TASK OBJECTIVE:
Copy out every line of the data below word for word, but leave out the pictures.

Stored data:
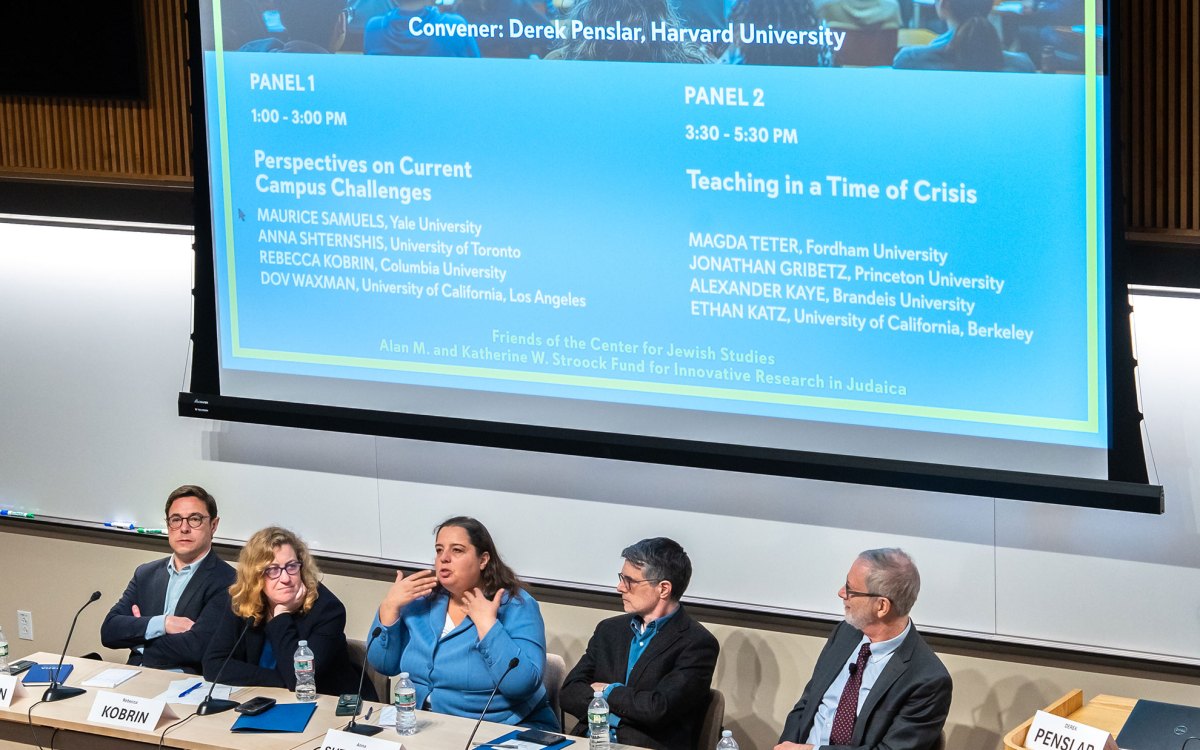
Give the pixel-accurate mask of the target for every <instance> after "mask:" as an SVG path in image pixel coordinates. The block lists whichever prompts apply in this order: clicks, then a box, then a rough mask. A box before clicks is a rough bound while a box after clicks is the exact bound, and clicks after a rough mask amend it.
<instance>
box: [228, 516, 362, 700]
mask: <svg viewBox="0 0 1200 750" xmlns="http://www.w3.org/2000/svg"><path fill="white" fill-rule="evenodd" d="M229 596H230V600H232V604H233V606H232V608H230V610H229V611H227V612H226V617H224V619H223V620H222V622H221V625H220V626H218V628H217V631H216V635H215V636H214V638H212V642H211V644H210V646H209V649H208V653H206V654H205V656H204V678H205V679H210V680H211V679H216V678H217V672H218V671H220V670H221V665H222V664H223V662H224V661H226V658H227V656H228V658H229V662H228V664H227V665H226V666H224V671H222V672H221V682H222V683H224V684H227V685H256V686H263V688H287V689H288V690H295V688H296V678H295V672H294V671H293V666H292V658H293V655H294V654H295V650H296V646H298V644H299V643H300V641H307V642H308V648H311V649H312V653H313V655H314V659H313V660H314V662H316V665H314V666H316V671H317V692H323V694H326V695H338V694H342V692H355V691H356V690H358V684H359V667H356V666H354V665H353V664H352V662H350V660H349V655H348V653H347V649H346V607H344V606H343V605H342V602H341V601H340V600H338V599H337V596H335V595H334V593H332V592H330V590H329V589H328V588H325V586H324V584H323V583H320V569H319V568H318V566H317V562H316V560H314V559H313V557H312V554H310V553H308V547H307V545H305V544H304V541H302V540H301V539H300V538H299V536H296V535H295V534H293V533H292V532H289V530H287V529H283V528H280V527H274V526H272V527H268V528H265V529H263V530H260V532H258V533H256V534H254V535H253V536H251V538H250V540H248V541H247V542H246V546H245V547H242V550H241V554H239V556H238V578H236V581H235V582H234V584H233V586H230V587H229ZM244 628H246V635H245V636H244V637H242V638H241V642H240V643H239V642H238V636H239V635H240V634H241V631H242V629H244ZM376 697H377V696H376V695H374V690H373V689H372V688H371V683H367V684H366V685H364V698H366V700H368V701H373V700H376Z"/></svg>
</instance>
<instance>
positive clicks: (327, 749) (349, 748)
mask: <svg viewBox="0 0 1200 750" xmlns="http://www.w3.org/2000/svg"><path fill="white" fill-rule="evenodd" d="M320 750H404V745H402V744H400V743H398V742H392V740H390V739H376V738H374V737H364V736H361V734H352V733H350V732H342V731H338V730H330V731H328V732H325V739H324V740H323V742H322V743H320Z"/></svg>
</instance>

WRITTEN SOLUTION:
Give the pixel-accurate mask of the target for every <instance> after "mask:" as an SVG path in image pixel coordinates. The block lists whichever prompts apply in this order: clicks, then a box, then a rough mask. A box before clicks is a rough bound while a box after clicks is the exact bound, and clicks after a rough mask amend it.
<instance>
box: [228, 516, 362, 700]
mask: <svg viewBox="0 0 1200 750" xmlns="http://www.w3.org/2000/svg"><path fill="white" fill-rule="evenodd" d="M229 596H230V600H232V604H233V606H232V608H230V610H229V611H227V612H226V617H224V619H223V620H222V622H221V625H220V626H218V628H217V631H216V635H215V636H214V638H212V642H211V644H210V646H209V649H208V653H206V654H205V656H204V678H205V679H210V680H211V679H216V678H217V672H218V671H220V670H221V665H222V664H223V662H224V661H226V658H227V656H228V658H229V662H228V664H227V665H226V666H224V671H222V672H221V682H222V683H224V684H227V685H256V686H263V688H287V689H288V690H295V688H296V678H295V672H294V671H293V666H292V658H293V655H294V654H295V650H296V646H298V644H299V643H300V641H307V642H308V648H311V649H312V653H313V655H314V659H313V660H314V662H316V665H314V666H316V671H317V692H323V694H326V695H338V694H342V692H355V691H356V690H358V684H359V667H356V666H354V665H353V664H352V662H350V660H349V655H348V653H347V649H346V607H344V606H343V605H342V602H341V601H340V600H338V599H337V596H335V595H334V593H332V592H330V590H329V589H328V588H325V586H324V584H323V583H320V569H319V568H318V566H317V562H316V560H314V559H313V557H312V554H310V553H308V547H307V545H305V544H304V541H302V540H301V539H300V538H299V536H296V535H295V534H293V533H292V532H289V530H287V529H283V528H280V527H274V526H272V527H268V528H265V529H263V530H260V532H258V533H256V534H254V535H253V536H251V538H250V540H248V541H247V542H246V546H245V547H242V550H241V554H239V556H238V578H236V581H235V582H234V584H233V586H230V587H229ZM244 628H246V635H245V636H244V637H242V638H241V642H240V643H239V642H238V636H239V635H240V634H241V631H242V629H244ZM376 697H377V696H376V695H374V690H373V689H372V688H371V683H367V684H366V685H364V698H366V700H368V701H373V700H376Z"/></svg>
</instance>
<instance>
positive clicks: (327, 749) (349, 748)
mask: <svg viewBox="0 0 1200 750" xmlns="http://www.w3.org/2000/svg"><path fill="white" fill-rule="evenodd" d="M320 750H404V745H402V744H400V743H398V742H392V740H390V739H376V738H374V737H364V736H361V734H352V733H350V732H342V731H338V730H330V731H328V732H325V739H324V740H323V742H322V743H320Z"/></svg>
</instance>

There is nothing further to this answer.